═════ INFORMATION SHOWN ═════

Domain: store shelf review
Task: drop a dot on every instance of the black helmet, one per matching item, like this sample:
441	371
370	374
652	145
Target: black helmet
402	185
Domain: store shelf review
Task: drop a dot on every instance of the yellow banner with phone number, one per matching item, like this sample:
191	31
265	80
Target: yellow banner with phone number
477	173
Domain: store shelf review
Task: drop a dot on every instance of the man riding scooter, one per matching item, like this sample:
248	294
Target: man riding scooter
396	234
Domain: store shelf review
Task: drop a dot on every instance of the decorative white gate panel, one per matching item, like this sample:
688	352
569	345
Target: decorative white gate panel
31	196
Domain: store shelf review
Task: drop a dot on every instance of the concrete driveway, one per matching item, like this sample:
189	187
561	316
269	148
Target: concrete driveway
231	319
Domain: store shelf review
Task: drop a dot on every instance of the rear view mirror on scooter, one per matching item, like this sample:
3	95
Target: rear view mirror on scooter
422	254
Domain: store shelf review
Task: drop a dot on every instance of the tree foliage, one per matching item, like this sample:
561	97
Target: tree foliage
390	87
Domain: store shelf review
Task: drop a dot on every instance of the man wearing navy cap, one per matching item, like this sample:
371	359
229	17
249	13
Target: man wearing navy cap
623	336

═════

Locate each line of the records above that contains the string "driveway" and copy it out. Matches are case-sensitive.

Task: drop a dot on every instance of the concrete driveway, one per matching item, like this sample:
Target: concrete driveway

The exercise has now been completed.